▸ **What is expected**
Output the entries verbatim, including every line.

(Data extracted from a collection)
┄┄┄┄┄┄┄┄┄┄

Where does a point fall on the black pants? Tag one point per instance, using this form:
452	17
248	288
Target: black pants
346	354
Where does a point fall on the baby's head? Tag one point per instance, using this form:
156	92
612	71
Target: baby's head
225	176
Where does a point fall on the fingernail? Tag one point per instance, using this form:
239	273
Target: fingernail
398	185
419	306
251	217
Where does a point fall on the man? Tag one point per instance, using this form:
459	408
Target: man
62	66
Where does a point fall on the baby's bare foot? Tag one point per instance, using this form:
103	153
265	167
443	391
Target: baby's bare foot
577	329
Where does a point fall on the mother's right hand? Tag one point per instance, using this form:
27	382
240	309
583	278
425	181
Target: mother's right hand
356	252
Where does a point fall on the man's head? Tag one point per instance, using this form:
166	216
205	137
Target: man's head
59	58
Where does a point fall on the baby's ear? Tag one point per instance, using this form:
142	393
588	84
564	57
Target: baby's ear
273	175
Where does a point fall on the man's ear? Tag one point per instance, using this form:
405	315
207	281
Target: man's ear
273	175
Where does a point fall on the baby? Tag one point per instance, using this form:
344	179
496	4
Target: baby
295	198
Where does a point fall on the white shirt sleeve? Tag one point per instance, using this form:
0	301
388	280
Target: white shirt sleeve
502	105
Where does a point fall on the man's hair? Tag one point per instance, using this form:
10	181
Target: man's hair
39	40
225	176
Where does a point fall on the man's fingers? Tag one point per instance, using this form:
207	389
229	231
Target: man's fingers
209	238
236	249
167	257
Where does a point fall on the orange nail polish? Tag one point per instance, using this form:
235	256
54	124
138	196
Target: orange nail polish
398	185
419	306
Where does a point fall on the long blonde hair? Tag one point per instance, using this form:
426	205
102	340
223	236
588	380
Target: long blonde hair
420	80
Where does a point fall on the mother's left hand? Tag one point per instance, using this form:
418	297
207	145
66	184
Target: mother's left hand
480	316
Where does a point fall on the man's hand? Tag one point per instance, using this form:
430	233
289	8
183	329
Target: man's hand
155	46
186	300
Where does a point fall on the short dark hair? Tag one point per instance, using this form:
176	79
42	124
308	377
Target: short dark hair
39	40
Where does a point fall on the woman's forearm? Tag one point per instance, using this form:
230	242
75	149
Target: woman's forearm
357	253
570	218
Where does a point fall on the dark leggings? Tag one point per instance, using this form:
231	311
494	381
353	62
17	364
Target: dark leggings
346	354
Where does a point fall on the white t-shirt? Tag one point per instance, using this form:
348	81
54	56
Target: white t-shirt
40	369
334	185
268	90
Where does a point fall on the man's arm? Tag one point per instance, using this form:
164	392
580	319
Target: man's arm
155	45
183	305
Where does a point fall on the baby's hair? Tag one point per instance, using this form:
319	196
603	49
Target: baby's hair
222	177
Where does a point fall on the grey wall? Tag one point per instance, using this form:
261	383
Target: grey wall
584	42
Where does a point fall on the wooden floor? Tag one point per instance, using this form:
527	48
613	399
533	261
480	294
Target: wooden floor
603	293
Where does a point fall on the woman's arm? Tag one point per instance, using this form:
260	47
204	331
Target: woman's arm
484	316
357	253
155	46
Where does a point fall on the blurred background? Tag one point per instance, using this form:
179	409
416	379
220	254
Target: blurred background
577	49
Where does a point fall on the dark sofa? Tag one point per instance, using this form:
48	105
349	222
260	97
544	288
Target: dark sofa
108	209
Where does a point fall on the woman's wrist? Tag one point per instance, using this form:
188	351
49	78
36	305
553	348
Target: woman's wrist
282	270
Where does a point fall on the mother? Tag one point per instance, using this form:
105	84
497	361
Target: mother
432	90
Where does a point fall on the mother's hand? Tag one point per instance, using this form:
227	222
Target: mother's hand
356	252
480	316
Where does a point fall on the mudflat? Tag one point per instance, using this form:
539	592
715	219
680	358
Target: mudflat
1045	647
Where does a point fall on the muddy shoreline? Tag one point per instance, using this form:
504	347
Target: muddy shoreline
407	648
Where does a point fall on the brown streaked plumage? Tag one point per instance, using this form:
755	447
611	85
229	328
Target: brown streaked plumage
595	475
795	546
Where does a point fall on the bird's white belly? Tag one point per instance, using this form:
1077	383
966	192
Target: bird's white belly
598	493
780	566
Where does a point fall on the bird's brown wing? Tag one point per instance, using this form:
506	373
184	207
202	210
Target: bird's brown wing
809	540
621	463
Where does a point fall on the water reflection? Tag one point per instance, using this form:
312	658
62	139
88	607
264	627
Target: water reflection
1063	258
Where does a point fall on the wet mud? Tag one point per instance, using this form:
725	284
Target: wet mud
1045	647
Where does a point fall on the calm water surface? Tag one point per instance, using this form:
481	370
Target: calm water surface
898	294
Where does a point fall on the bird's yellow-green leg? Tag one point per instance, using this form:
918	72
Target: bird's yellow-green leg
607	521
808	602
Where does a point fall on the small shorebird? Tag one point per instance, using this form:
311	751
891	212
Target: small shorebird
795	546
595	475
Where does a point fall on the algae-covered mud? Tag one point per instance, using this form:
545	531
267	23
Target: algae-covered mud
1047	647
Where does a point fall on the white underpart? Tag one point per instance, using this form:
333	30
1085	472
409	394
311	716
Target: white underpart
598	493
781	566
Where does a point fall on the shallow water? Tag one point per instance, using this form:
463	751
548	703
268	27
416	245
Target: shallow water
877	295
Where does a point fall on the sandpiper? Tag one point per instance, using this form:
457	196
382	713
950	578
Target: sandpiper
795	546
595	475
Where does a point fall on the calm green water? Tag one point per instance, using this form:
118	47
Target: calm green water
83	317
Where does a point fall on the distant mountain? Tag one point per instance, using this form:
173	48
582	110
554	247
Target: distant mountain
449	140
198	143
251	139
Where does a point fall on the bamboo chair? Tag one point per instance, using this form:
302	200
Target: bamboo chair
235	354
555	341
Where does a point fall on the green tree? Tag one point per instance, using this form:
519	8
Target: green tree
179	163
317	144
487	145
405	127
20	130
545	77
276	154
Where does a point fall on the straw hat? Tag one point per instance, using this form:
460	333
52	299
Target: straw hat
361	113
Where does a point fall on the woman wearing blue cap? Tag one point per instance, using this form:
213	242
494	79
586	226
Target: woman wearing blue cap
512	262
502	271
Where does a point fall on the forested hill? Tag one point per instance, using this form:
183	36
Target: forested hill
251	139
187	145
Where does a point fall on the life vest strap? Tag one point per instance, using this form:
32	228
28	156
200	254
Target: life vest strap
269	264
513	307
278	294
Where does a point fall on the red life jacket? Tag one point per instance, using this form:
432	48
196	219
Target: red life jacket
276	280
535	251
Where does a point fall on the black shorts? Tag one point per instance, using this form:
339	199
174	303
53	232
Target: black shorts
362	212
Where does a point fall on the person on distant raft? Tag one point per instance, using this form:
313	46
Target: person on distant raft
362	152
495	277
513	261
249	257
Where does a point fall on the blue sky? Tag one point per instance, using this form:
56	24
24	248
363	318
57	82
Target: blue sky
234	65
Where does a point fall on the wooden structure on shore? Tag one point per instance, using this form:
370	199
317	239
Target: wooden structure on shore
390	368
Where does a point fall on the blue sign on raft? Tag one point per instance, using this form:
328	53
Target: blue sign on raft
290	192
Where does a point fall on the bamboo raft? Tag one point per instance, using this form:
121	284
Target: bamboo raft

┄┄┄┄┄┄┄┄┄┄

▸ **Answer to the problem**
Where does a point fall on the black pants? Tag one point per instance, using this form:
452	17
248	288
Target: black pants
346	354
Where does a point fall on the baby's head? Tag one point per instance, using this form:
156	92
612	71
Target: baby's head
225	176
Where does a point fall on the fingernail? Tag one point per instance, using this form:
239	273
Target: fingernail
398	185
419	306
251	217
Where does a point fall on the man? Tag one point per instance, using this form:
459	408
Target: man
62	66
Where does a point fall on the baby's bare foot? Tag one point per instance, using this form:
103	153
265	167
443	391
Target: baby's bare foot
577	329
Where does a point fall on the mother's right hand? Tag one point per instance, using this form:
27	382
240	309
583	278
425	181
Target: mother's right hand
356	252
Where does a point fall on the man's head? Tag one point per instance, using this form:
166	216
205	137
Target: man's head
59	58
Where does a point fall on the baby's ear? Tag one point per instance, using this form:
142	393
588	84
564	57
Target: baby's ear
273	175
Where does a point fall on the man's ear? Tag one point per instance, using this form:
405	315
207	281
Target: man's ear
273	175
Where does a point fall on the baby? Tag one point per instance, using this form:
344	179
496	4
Target: baby
295	198
Where does a point fall on the white shirt sleeve? Tag one point per instance, using this form:
0	301
388	280
Target: white shirt sleeve
502	105
Where does a point fall on the man's hair? Tag one point per instance, using this form:
10	181
Target: man's hair
39	40
225	176
Where does a point fall on the man's fingers? Tag one point per instance, using this form:
207	389
229	231
Target: man's fingers
209	238
236	249
167	257
Where does a point fall on the orange nail polish? Tag one point per instance, using this form:
235	256
54	124
138	196
Target: orange nail polish
398	185
419	306
Where does a point fall on the long blonde hair? Tag one point per instance, using this form:
426	205
102	340
223	236
588	380
Target: long blonde hair
420	80
Where does a point fall on the mother's left hand? Tag one point per instance, using this form:
418	297
207	145
66	184
Target: mother's left hand
480	316
Where does a point fall on the man's hand? Tag one point per instance, using this form:
430	233
289	8
183	329
Target: man's hand
155	46
186	300
Where does a point fall on the short dark hair? Tag one point per instance, using this form:
176	79
42	124
308	377
Target: short dark hair
39	40
Where does a point fall on the woman's forearm? Tag one point per instance, using this form:
230	242
75	149
Target: woman's forearm
357	253
570	218
Where does a point fall on the dark leggings? Tag one point per instance, using this form:
231	311
494	381
353	62
17	364
Target: dark leggings
346	354
Where does a point fall on the white t-shirt? Tag one point per instance, using this form:
348	81
54	56
Target: white t-shirt
40	369
334	185
268	90
Where does a point fall on the man's arm? Tag one point per instance, using this form:
164	392
580	319
Target: man's arm
155	45
183	305
Where does a point fall on the baby's hair? Tag one point per instance, using this form:
319	196
603	49
Target: baby's hair
222	177
Where does a point fall on the grey wall? Tag one point per instance, using this form:
261	383
Target: grey wall
584	42
Where does a point fall on the wooden floor? Tag one point per instance, using this form:
527	48
613	399
533	261
480	294
Target: wooden floor
603	293
Where does a point fall on the woman's arm? Tag one point per instance, using this form:
260	47
204	331
Target: woman's arm
484	316
357	253
155	46
Where does a point fall on the blurred background? Tag one point per instance, using this form:
179	409
416	379
220	254
Target: blurred background
577	49
Where does a point fall on the dark sofa? Tag one point per instance, using this form:
48	105
349	222
260	97
544	288
Target: dark sofa
108	209
Where does a point fall on the woman's wrist? Tag one point per instance, using this form:
188	351
49	78
36	305
553	348
Target: woman's wrist
282	270
Where does a point fall on the mother? Tag one point per instance, using this form:
105	84
497	361
Target: mother
432	90
Where does a point fall on the mother's hand? Tag one point per instance, using this form:
227	222
Target: mother's hand
356	252
480	316
Where does a point fall on the mudflat? Tag one point per instance, using this form:
539	592
715	219
680	358
Target: mudflat
1045	647
Where does a point fall on the muddy shoreline? Tag one point per instance, using this form:
504	347
Target: muddy shoreline
407	648
Where does a point fall on the brown streaked plumage? Tag one point per instance, using this form:
755	447
611	85
229	328
Target: brown streaked plumage
595	475
795	546
Where does a point fall on the bird's white belly? Tag one point per instance, using this form:
1077	383
966	192
Target: bird's white belly
598	493
780	566
Where does a point fall on the bird's brown wing? Tag one point per instance, using this form:
506	373
184	207
202	210
Target: bird's brown wing
809	540
621	463
Where does a point fall on the water reflection? Tag one point per instance, using this form:
312	658
62	139
88	607
264	627
Target: water reflection
1063	258
Where does a point fall on the wet mud? Tag one point per instance, using this form:
725	284
Target: wet mud
1045	647
Where does a point fall on the calm water surface? Tag one point per instance, using this form:
481	370
Target: calm water surface
898	294
Where does a point fall on the bird's yellow-green leg? Tag one point per instance, using this form:
918	72
Target: bird's yellow-green leg
607	521
808	602
Where does a point fall on the small shorebird? Tag one point per instance, using this form:
311	751
891	212
Target: small shorebird
795	546
595	475
Where does a point fall on the algae-covered mud? Tag one point per instance, using this form:
545	531
267	23
Target: algae-covered mud
1047	647
Where does a point fall on the white underpart? Tag one point per instance, using this form:
333	30
1085	472
409	394
311	716
Target: white underpart
598	493
781	566
Where does a point fall on the shallow water? Tag one point per instance, using this form:
463	751
548	703
268	27
416	245
Target: shallow water
877	295
Where does a point fall on the sandpiper? Tag one point per instance, using this form:
457	196
382	713
950	578
Target: sandpiper
795	546
595	475
Where does a point fall on the calm green water? Tag one point per instance, using this form:
118	47
Target: calm green water
83	317
Where does a point fall on the distant mountain? Tag one point per instance, using this form:
173	48
582	110
554	247
Target: distant mountain
449	140
198	143
251	139
Where does a point fall on the bamboo chair? Tag one point per instance, using this form:
302	200
Target: bamboo chair
235	354
555	341
Where does a point fall on the green tree? Tag one point per instance, using this form:
519	8
Target: green tree
179	163
317	144
487	145
405	127
20	130
545	77
276	154
Where does a point fall on the straw hat? Tag one point per instance, using this form:
460	333
52	299
Target: straw hat
361	113
Where does a point fall on the woman wearing blue cap? Tag one point per instance, using this form:
213	242
494	79
586	226
Target: woman wearing blue cap
512	262
502	271
Where does a point fall on the forested hill? Tag one point per instance, using this form:
183	36
Target: forested hill
251	139
187	145
Where does a point fall on the life vest strap? Tag one point per instance, using this form:
32	228
28	156
200	254
Target: life vest strap
269	264
513	307
278	294
Where does a point fall on the red life jacket? Tag one point per instance, using this form:
432	48
196	219
Target: red life jacket
276	280
535	251
Where does a point fall on the black shorts? Tag one point per instance, using this form:
339	199
174	303
53	232
Target: black shorts
362	212
Where does a point fall on the person on distant raft? Tag one point per instance, using this form:
313	46
Target: person on distant raft
362	152
495	277
513	261
249	257
Where does a point fall on the blue sky? Tag one point per instance, using this form:
56	24
24	248
363	318
57	82
Target: blue sky
234	65
Where does a point fall on the wooden structure on shore? Tag one point per instance, using this form:
370	199
317	239
Target: wooden structure on shore
390	368
Where does a point fall on the blue sign on raft? Tag one point per instance, using this form:
328	53
Target: blue sign on raft
290	192
Where does a point fall on the bamboo raft? Tag one point per instance, using this form:
121	284
Target: bamboo raft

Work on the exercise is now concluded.